Improving neuronal recovery in spinal cord injury with NEP1-40-modified neural stem cells through RhoA/ROCK signaling pathway modulation.

To evaluate the therapeutic potential of NEP1-40-expressing neural stem cells (NSCs) in improving outcomes in spinal cord injury (SCI) by modulating the RhoA/ROCK signaling pathway. NEP1-40 was overexpressed by transfecting isolated NSCs with NEP1-40 lentivirus, and their differentiation following Nogo-A treatment was assessed via Tuj-1 immunofluorescence. The effects of NEP1-40 overexpression on axonal damage of differentiated NSCs and DRG neurons were examined using Tuj-1 and F-actin immunofluorescence, along with Western blotting for GAP-43, MAP-2, and APP. The activation of RhoA/ROCK and its downstream pathways, namely, PTEN/PI3K/AKT and MLC/LIMK, were analyzed by Western blotting. In a rat SCI model, following NSC transplantation, was assessed by examining neuronal regeneration markers. Furthermore, the Basso, Beattie, and Bresnahan (BBB) scale behavioral tests were used to assess motor function recovery. NEP1-40 overexpression inhibited the RhoA/ROCK signaling, followed by the stimulating the PI3K/AKT pathway and promoting neuronal differentiation under Nogo-A treatment. The inhibition of RhoA/ROCK signaling suppressed the MLC/LIMK pathway to enhance neurite outgrowth in NSC-differentiated and DRG neurons. In SCI rats, NEP1-40 overexpression increased the number of NSCs and neurons, whereas NEP1-40 overexpression in NSCs significantly increased the number of 5-HT-, ChAT-, and CGRP-positive neurons, as well as the levels of p-GAP-43, GAP-43 and MAP-2, and reduced the level of APP. These changes were accompanied by improved BBB scores. NEP1-40-modified NSCs enhance SCI recovery by activating the PI3K/AKT pathway and inhibiting the MLC/LIMK cascade, thereby promoting neuronal differentiation and reducing axonal damage. Altogether, this approach demonstrates promising therapeutic potential to improve NSC efficacy in SCI.

+++

Decide whether each statement below agrees with the abstract on NEP1-40-modified neural stem cells. Answer yes or no for each and quote the words of the abstract that settle it.
(a) Western blotting was used to measure GAP-43, MAP-2, and APP.
(b) In SCI rats, NEP1-40 overexpression in NSCs raised the level of APP.
(c) Inhibiting RhoA/ROCK signaling activated the MLC/LIMK pathway.

▶ _Material supplied_:
+++

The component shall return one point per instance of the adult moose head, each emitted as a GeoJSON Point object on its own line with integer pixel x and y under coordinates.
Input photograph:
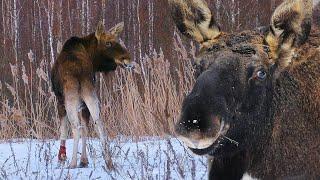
{"type": "Point", "coordinates": [255, 104]}
{"type": "Point", "coordinates": [73, 82]}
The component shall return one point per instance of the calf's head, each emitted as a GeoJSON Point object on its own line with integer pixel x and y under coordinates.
{"type": "Point", "coordinates": [109, 52]}
{"type": "Point", "coordinates": [229, 105]}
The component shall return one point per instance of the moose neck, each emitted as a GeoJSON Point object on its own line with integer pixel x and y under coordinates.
{"type": "Point", "coordinates": [100, 62]}
{"type": "Point", "coordinates": [294, 126]}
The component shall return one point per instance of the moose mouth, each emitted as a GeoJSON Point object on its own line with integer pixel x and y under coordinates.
{"type": "Point", "coordinates": [207, 145]}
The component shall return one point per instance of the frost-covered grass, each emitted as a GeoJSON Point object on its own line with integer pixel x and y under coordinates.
{"type": "Point", "coordinates": [147, 159]}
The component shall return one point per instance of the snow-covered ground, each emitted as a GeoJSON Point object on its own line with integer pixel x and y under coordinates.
{"type": "Point", "coordinates": [147, 159]}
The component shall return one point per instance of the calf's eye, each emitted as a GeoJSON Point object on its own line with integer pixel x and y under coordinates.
{"type": "Point", "coordinates": [261, 74]}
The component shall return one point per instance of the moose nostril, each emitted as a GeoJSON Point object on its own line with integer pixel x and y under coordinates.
{"type": "Point", "coordinates": [179, 128]}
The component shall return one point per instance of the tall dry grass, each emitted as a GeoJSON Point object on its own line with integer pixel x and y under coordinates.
{"type": "Point", "coordinates": [146, 103]}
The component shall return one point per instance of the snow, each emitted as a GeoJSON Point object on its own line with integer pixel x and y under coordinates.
{"type": "Point", "coordinates": [152, 158]}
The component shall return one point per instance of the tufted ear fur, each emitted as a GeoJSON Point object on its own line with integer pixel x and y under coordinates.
{"type": "Point", "coordinates": [100, 30]}
{"type": "Point", "coordinates": [194, 19]}
{"type": "Point", "coordinates": [289, 29]}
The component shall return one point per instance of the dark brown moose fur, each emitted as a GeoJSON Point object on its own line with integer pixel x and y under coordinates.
{"type": "Point", "coordinates": [73, 82]}
{"type": "Point", "coordinates": [255, 106]}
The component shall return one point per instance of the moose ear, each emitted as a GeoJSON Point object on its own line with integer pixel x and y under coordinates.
{"type": "Point", "coordinates": [194, 19]}
{"type": "Point", "coordinates": [117, 29]}
{"type": "Point", "coordinates": [289, 29]}
{"type": "Point", "coordinates": [100, 30]}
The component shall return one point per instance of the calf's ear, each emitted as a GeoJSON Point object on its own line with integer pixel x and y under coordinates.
{"type": "Point", "coordinates": [194, 19]}
{"type": "Point", "coordinates": [100, 30]}
{"type": "Point", "coordinates": [117, 29]}
{"type": "Point", "coordinates": [290, 27]}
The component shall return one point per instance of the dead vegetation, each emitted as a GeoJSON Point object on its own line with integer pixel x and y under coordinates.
{"type": "Point", "coordinates": [132, 104]}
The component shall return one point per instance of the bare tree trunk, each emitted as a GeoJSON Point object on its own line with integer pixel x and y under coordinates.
{"type": "Point", "coordinates": [139, 30]}
{"type": "Point", "coordinates": [50, 16]}
{"type": "Point", "coordinates": [15, 30]}
{"type": "Point", "coordinates": [103, 11]}
{"type": "Point", "coordinates": [70, 19]}
{"type": "Point", "coordinates": [88, 17]}
{"type": "Point", "coordinates": [151, 24]}
{"type": "Point", "coordinates": [40, 29]}
{"type": "Point", "coordinates": [83, 18]}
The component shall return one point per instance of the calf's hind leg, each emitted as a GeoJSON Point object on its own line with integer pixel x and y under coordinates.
{"type": "Point", "coordinates": [62, 156]}
{"type": "Point", "coordinates": [89, 96]}
{"type": "Point", "coordinates": [85, 116]}
{"type": "Point", "coordinates": [72, 102]}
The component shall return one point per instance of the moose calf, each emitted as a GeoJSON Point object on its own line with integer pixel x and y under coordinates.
{"type": "Point", "coordinates": [255, 107]}
{"type": "Point", "coordinates": [73, 82]}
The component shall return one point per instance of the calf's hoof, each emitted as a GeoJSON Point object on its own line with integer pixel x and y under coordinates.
{"type": "Point", "coordinates": [72, 166]}
{"type": "Point", "coordinates": [62, 156]}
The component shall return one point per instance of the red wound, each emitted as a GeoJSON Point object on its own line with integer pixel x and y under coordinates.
{"type": "Point", "coordinates": [62, 156]}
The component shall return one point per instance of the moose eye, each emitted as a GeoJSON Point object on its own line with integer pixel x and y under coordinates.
{"type": "Point", "coordinates": [213, 48]}
{"type": "Point", "coordinates": [108, 44]}
{"type": "Point", "coordinates": [261, 74]}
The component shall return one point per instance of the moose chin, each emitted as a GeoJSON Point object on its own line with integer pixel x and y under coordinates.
{"type": "Point", "coordinates": [255, 105]}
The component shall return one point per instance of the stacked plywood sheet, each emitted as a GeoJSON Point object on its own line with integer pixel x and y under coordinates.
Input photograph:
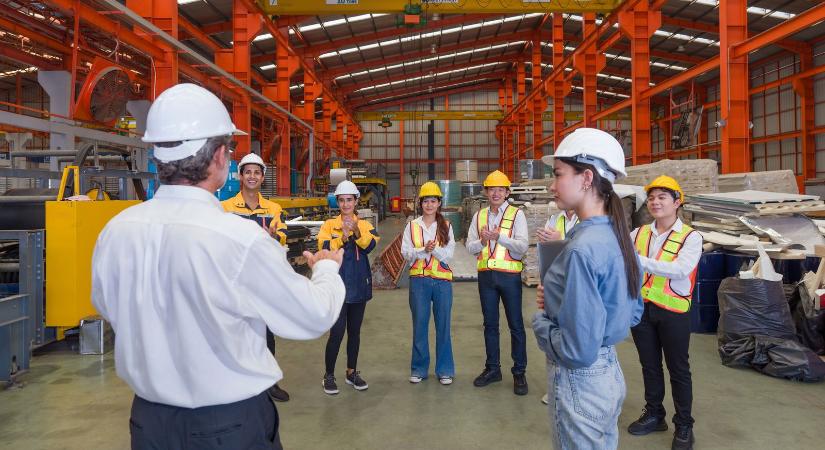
{"type": "Point", "coordinates": [695, 176]}
{"type": "Point", "coordinates": [769, 181]}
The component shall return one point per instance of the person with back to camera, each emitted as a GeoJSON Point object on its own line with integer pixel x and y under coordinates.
{"type": "Point", "coordinates": [590, 296]}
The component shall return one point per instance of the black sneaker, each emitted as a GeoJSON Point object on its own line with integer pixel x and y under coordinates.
{"type": "Point", "coordinates": [647, 424]}
{"type": "Point", "coordinates": [487, 376]}
{"type": "Point", "coordinates": [329, 384]}
{"type": "Point", "coordinates": [683, 438]}
{"type": "Point", "coordinates": [519, 384]}
{"type": "Point", "coordinates": [278, 394]}
{"type": "Point", "coordinates": [354, 379]}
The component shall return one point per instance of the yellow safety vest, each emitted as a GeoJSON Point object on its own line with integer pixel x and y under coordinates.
{"type": "Point", "coordinates": [656, 289]}
{"type": "Point", "coordinates": [432, 268]}
{"type": "Point", "coordinates": [501, 260]}
{"type": "Point", "coordinates": [560, 224]}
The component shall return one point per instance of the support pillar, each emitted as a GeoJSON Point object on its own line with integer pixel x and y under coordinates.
{"type": "Point", "coordinates": [589, 63]}
{"type": "Point", "coordinates": [639, 25]}
{"type": "Point", "coordinates": [733, 86]}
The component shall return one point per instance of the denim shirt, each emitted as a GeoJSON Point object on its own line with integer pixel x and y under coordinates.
{"type": "Point", "coordinates": [586, 304]}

+++

▶ _Output of the task_:
(a) Yes: "along with Western blotting for GAP-43, MAP-2, and APP."
(b) No: "and reduced the level of APP."
(c) No: "The inhibition of RhoA/ROCK signaling suppressed the MLC/LIMK pathway"